Einträge aus einer Datenquelle ▸

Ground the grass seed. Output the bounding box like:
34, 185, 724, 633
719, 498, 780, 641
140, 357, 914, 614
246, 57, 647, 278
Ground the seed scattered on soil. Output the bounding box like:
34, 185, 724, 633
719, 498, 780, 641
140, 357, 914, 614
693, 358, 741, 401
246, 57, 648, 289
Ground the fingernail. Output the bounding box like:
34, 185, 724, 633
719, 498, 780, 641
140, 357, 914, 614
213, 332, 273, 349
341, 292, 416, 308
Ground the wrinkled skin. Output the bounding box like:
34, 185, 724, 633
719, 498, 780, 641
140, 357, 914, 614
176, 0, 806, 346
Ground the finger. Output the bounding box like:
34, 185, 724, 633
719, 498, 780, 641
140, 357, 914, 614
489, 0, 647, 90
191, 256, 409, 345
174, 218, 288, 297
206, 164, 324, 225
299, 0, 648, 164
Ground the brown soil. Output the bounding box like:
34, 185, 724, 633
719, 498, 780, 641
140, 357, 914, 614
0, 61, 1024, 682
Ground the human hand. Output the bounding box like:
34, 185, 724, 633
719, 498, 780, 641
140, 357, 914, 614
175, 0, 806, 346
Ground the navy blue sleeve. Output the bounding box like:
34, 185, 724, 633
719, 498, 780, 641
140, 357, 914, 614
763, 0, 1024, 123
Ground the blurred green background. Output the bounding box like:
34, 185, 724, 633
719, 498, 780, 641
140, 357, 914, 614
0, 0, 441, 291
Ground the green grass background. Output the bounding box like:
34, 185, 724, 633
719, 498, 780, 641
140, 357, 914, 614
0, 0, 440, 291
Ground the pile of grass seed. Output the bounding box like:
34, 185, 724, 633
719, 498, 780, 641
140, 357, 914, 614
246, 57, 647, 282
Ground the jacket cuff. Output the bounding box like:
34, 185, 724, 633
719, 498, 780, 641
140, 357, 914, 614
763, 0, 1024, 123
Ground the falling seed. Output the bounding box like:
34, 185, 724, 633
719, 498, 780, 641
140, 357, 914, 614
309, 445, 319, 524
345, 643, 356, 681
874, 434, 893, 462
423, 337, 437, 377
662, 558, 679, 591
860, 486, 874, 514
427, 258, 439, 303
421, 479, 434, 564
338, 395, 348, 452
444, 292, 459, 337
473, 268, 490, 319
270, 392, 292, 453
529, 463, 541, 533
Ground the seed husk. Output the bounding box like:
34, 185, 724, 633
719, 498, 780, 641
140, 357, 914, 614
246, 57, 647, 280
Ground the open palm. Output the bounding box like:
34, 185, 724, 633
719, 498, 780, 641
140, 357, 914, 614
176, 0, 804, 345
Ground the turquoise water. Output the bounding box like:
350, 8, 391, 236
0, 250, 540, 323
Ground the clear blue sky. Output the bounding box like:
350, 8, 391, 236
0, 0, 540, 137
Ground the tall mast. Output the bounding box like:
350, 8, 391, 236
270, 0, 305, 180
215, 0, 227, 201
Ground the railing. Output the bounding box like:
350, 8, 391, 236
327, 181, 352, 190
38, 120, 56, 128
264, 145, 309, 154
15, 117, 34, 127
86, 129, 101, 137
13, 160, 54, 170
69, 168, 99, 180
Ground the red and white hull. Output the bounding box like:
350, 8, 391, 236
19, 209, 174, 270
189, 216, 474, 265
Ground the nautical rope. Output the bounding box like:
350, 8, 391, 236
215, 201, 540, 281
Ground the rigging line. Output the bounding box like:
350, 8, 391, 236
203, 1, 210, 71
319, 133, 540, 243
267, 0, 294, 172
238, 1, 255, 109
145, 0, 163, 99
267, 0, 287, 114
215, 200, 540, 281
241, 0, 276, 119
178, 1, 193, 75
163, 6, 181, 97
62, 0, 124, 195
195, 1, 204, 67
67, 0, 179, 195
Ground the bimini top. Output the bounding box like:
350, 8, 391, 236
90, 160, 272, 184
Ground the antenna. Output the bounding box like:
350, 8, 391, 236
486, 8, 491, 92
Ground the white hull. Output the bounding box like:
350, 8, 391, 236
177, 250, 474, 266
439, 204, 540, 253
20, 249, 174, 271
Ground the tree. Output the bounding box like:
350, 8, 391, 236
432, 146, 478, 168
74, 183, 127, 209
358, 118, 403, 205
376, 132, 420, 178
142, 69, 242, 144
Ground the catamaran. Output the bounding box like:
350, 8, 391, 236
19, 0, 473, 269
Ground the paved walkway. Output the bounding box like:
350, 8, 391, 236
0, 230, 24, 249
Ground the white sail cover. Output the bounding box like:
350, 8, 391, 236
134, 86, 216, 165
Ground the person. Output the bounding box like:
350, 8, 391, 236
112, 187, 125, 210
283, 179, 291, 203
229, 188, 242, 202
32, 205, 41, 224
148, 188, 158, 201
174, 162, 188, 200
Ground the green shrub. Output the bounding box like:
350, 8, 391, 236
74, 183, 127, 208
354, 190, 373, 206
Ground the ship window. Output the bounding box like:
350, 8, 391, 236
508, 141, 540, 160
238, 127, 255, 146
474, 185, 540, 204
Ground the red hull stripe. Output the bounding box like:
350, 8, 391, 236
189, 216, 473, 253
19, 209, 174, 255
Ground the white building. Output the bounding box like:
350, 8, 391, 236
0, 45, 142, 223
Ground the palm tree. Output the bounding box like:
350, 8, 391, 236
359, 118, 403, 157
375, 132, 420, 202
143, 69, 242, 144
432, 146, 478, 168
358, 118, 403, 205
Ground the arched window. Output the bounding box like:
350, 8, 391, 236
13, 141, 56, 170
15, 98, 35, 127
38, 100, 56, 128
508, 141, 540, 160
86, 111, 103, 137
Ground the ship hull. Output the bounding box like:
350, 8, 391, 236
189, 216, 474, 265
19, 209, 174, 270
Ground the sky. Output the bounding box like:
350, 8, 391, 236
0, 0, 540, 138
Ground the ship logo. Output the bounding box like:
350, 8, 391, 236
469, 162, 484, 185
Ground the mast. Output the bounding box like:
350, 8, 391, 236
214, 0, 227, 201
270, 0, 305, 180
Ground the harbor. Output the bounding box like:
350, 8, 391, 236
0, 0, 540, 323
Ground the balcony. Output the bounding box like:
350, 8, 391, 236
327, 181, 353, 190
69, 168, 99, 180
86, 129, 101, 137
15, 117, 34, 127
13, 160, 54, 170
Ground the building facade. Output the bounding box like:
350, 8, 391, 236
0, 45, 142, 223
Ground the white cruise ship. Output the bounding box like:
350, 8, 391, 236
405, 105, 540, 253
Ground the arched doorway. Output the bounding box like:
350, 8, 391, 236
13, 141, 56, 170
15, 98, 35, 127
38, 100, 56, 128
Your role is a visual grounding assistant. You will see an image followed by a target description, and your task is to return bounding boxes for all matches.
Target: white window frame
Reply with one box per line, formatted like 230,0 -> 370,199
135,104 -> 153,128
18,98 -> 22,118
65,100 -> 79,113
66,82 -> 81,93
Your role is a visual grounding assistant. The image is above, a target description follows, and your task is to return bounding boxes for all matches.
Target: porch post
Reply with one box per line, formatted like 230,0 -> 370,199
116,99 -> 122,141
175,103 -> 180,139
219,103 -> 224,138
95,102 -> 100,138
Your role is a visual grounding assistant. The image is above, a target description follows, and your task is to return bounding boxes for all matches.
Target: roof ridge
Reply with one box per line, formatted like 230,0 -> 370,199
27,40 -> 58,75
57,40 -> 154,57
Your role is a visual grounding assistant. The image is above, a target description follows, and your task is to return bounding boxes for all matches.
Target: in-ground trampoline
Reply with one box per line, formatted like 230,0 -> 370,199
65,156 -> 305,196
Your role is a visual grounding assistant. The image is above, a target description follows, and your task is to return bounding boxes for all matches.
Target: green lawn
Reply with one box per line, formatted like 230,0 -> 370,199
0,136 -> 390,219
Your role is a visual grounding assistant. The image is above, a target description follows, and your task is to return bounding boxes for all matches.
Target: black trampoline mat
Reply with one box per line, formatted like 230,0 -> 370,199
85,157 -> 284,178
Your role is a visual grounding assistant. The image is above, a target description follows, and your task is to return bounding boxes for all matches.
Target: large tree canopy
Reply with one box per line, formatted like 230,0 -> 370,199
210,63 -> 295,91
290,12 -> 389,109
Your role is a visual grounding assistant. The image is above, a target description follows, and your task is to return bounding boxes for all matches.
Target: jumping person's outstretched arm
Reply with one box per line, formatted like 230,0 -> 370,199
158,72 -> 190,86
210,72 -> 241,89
--
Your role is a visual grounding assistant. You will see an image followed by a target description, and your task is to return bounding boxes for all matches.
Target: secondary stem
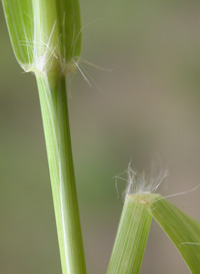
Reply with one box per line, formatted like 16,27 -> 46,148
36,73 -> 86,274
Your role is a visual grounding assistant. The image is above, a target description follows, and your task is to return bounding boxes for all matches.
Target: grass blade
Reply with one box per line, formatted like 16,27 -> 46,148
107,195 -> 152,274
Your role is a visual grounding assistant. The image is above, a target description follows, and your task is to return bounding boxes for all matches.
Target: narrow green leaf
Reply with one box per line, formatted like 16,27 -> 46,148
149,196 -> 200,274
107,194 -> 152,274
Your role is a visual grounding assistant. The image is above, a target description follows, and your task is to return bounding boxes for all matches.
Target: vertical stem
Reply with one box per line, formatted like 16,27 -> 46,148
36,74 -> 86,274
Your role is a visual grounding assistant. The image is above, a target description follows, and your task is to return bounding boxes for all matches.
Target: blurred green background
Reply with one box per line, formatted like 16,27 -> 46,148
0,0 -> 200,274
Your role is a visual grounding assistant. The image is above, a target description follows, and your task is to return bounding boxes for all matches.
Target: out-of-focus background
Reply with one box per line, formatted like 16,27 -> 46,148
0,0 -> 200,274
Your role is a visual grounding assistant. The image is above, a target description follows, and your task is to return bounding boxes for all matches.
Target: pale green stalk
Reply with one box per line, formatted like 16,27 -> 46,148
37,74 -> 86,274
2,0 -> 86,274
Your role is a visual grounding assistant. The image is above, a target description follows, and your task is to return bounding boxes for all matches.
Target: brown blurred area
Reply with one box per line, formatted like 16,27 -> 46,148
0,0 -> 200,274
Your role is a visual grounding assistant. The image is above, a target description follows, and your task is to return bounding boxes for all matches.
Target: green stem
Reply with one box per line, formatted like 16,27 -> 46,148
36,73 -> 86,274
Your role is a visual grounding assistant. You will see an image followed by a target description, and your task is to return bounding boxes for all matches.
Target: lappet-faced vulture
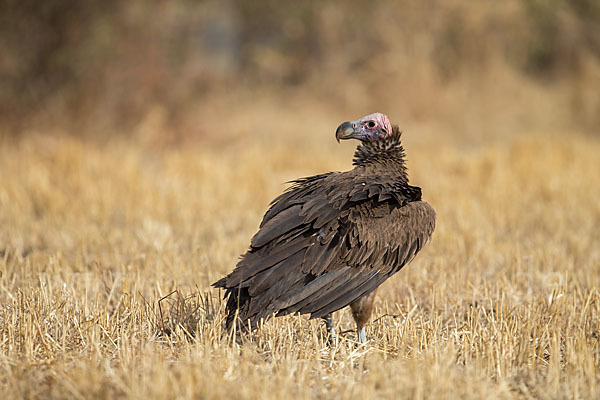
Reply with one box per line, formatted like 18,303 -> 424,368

AUFGABENSTELLUNG ▸
Zähle die Zeilen im Material, in denen die Zeichenfolge „hull“ vorkommt, wobei Groß- und Kleinschreibung zu beachten ist. Nenne nur die Anzahl.

LÖSUNG ▸
4